**Task instructions**
Copy out the whole post below on archaeology and the gender binary, word for word.

**Passage shown**
*** Block opens ***
Do I need to state the obvious again? Biologists keep telling everyone that sex and gender are a lot more complex and diverse than the binary bill of goods the ideologues try to sell you. Now let’s add another scientific discipline shouting the truth at the public, with Archaeologists for Trans Liberation.
Human biology extends beyond and between “Male” and “Female”
The erasure of the complexity of sex and gender beyond simple binaries is a function of contemporary transphobic ideologies within archaeological analyses and not a reflection of past peoples’ lives. Moreover, this erasure risks providing fodder for accounts of the past that are used to further marginalize trans and gender fluid people.
Identifying and understanding past people’s conceptions and experiences of gender is not straightforward. The further back one goes, the fewer and more fragmented the traces of people’s lives become and the more complicated it is to interpret and understand them. We work from scraps to construct narratives that are messy, ragged and rarely twine together.
It’s a very thorough article, and well referenced. I especially appreciate the bits we mere biologists don’t know as much about.
Our current social organization, based around strict lines delineating gender, primary sex characteristics, and sexuality, is a relatively recent phenomenon. It emerged as part of European hegemonic colonialism and serves to enforce and maintain capitalist norms in the home and wider society (Monaghan 2015). An imposed and rigid gender binary regulates reproduction (a concern of nationalist states), breaks down Indigenous and non-European kin connections and families (perpetuating genocide), and positions the household as a site of capitalist surplus accumulation (through regulated social roles and relations of (re)production) (Morgensen 2010, 2012).
*** Block closes ***
**Dataset**
*** Block opens ***
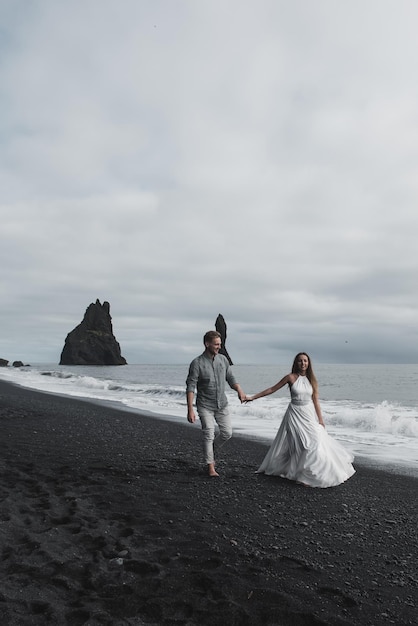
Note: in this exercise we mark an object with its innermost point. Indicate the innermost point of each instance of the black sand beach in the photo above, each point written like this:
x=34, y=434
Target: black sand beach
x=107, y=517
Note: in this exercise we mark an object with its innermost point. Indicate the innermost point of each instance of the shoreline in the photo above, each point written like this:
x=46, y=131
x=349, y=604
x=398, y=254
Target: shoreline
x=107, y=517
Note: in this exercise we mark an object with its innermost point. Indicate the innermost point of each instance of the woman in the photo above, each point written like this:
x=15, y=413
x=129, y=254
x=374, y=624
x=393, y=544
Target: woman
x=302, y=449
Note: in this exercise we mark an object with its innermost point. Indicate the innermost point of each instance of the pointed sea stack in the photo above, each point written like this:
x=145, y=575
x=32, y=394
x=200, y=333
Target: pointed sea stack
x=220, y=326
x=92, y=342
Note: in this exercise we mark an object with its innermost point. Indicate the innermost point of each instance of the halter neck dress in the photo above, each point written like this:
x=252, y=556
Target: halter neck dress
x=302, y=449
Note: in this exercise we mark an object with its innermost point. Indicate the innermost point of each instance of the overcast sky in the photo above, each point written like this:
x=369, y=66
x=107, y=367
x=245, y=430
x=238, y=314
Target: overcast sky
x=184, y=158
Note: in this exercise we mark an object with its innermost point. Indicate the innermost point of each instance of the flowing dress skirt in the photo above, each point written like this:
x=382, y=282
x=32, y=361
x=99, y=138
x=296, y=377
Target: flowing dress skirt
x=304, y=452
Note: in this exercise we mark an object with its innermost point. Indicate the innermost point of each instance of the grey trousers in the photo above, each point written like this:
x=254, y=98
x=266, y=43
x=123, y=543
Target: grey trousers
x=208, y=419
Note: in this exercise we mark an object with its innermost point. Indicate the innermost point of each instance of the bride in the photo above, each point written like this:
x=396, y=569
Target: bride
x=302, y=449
*** Block closes ***
**Answer box**
Do I need to state the obvious again? Biologists keep telling everyone that sex and gender are a lot more complex and diverse than the binary bill of goods the ideologues try to sell you. Now let’s add another scientific discipline shouting the truth at the public, with Archaeologists for Trans Liberation.
Human biology extends beyond and between “Male” and “Female”
The erasure of the complexity of sex and gender beyond simple binaries is a function of contemporary transphobic ideologies within archaeological analyses and not a reflection of past peoples’ lives. Moreover, this erasure risks providing fodder for accounts of the past that are used to further marginalize trans and gender fluid people.
Identifying and understanding past people’s conceptions and experiences of gender is not straightforward. The further back one goes, the fewer and more fragmented the traces of people’s lives become and the more complicated it is to interpret and understand them. We work from scraps to construct narratives that are messy, ragged and rarely twine together.
It’s a very thorough article, and well referenced. I especially appreciate the bits we mere biologists don’t know as much about.
Our current social organization, based around strict lines delineating gender, primary sex characteristics, and sexuality, is a relatively recent phenomenon. It emerged as part of European hegemonic colonialism and serves to enforce and maintain capitalist norms in the home and wider society (Monaghan 2015). An imposed and rigid gender binary regulates reproduction (a concern of nationalist states), breaks down Indigenous and non-European kin connections and families (perpetuating genocide), and positions the household as a site of capitalist surplus accumulation (through regulated social roles and relations of (re)production) (Morgensen 2010, 2012).